> [Required tasks]
1. Using the journal entries below, say yes or no to each statement and quote the deciding words from the journal entries: (a) The writer can replace a garbage disposal. (b) The hospital laid off half of its IT department. (c) The writer offers to help Debbie with lawn mowing.
2. Write out the journal entries below word for word, everything from "TJ's job got" down to "that will be?".

> [Excerpted passage]
════════

Debbie said that if she buys her mom's house it needs some fixing up. She said she may call on me for help with that.  I told her I can paint, wire in new fixtures and outlets, even help with some drywall and replace a garbage disposal however, if it is major building or plumbing I am no help.  LOL  Oh...lawn mowing, she is on her own also.

Okay...24 more days of school.  2 IEPs to write this week.  It is good for me that it is raining all week so I won't feel tempted to go outside and dig. 

Friday, April 24, 2020

Bath for Birds and Pile o' Weeds

I did not think this would be quite so difficult.  I told myself, "life will not change so much.   You work from home, you live by yourself."    But it has.  I cannot see my friends.  They will text and call but it is not the same.  No sitting at each other's houses having tea or beer and conversation.  No going to a store or restaurant together. 

TJ's job got cut right before he was to start.  The hospital closed parts of it and laid off 50% of the IT department.  They told him that they would bring him in once things opened back up.  But who knows when that will be?

════════

> [Collected data]

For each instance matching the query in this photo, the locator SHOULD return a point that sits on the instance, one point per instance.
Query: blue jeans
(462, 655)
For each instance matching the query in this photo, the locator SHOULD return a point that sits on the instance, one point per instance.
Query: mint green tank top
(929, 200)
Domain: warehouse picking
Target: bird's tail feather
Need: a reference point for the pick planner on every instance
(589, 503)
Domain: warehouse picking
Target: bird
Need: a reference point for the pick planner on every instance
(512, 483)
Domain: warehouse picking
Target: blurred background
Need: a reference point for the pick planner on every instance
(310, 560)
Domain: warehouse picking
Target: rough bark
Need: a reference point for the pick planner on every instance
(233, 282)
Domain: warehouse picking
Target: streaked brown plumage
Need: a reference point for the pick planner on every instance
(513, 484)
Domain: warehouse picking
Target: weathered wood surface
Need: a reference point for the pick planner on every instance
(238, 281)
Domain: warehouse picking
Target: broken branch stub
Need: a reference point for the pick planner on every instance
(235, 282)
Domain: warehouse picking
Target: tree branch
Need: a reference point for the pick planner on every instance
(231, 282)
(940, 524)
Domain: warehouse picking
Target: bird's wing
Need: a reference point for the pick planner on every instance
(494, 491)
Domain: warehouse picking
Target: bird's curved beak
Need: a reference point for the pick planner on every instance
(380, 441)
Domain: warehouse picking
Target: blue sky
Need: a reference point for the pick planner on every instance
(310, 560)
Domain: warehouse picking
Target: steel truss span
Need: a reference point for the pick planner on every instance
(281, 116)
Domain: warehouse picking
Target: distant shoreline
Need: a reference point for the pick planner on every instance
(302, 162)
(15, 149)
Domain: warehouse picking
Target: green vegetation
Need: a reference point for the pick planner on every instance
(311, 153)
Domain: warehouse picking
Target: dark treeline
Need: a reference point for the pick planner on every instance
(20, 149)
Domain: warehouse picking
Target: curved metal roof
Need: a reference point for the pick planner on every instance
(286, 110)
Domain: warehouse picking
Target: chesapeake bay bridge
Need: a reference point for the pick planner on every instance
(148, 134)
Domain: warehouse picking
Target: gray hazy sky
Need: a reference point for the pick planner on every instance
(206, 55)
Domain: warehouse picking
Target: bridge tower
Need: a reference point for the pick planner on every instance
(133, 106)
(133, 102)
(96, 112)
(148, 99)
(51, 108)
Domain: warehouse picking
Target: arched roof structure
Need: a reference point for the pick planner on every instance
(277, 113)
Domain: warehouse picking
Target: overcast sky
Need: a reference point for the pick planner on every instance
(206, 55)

════════

> [Responses]
1.
(a) Yes: "replace a garbage disposal"
(b) Yes: "laid off 50% of the IT department"
(c) No: "Oh...lawn mowing, she is on her own also."

2.
TJ's job got cut right before he was to start.  The hospital closed parts of it and laid off 50% of the IT department.  They told him that they would bring him in once things opened back up.  But who knows when that will be?